WHAT YOU NEED TO DO:
Using the listing below, retype only the lines from the line with "The component shall indicate each instance of the autumn" through the end, both ends included, and exclude the pictures.
◇ ◇ ◇ ◇
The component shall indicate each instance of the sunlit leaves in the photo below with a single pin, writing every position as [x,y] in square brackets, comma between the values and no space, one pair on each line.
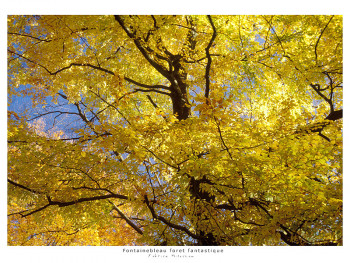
[254,161]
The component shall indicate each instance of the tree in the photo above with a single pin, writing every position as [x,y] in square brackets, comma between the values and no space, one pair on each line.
[175,130]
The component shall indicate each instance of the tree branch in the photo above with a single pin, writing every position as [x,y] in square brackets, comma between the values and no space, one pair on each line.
[207,68]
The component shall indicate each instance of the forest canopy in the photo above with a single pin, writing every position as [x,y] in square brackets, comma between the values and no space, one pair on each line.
[175,130]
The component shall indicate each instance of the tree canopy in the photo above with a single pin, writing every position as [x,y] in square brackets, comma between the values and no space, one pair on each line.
[175,130]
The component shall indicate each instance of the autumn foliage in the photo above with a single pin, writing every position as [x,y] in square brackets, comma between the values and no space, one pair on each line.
[175,130]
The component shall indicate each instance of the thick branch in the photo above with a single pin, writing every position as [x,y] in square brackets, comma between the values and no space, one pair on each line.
[207,69]
[138,230]
[23,187]
[162,219]
[139,46]
[146,86]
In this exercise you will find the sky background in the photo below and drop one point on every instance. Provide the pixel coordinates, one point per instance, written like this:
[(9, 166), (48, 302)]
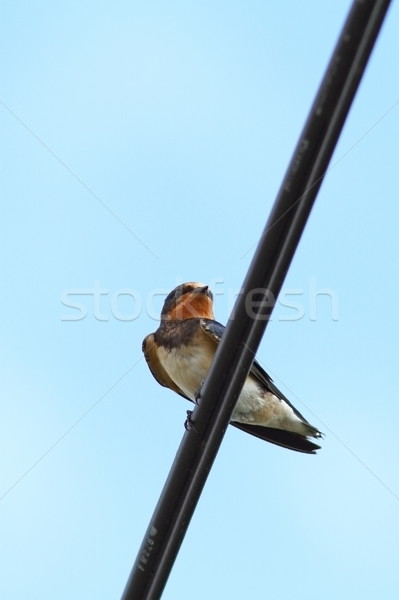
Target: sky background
[(143, 146)]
◇ ◇ ◇ ◇
CORRECT RESULT:
The component shall indicate each instance of the autumn foliage in the photo above with a single pin, writing every position as [x,y] in square brackets, comma between the values and no space, one pair on each line.
[175,130]
The component shall indicate each instance of the thick branch in the photo above with a single pin, writing every position as [x,y] in square brackets, comma between the values and no space, one pair on each line.
[207,69]
[138,230]
[23,187]
[162,219]
[139,46]
[146,86]
In this exercise you will find the sky background in the photo below and drop one point on every instance. Provide the pixel coordinates, one point per instance, written like this:
[(9, 166), (48, 302)]
Target: sky background
[(143, 146)]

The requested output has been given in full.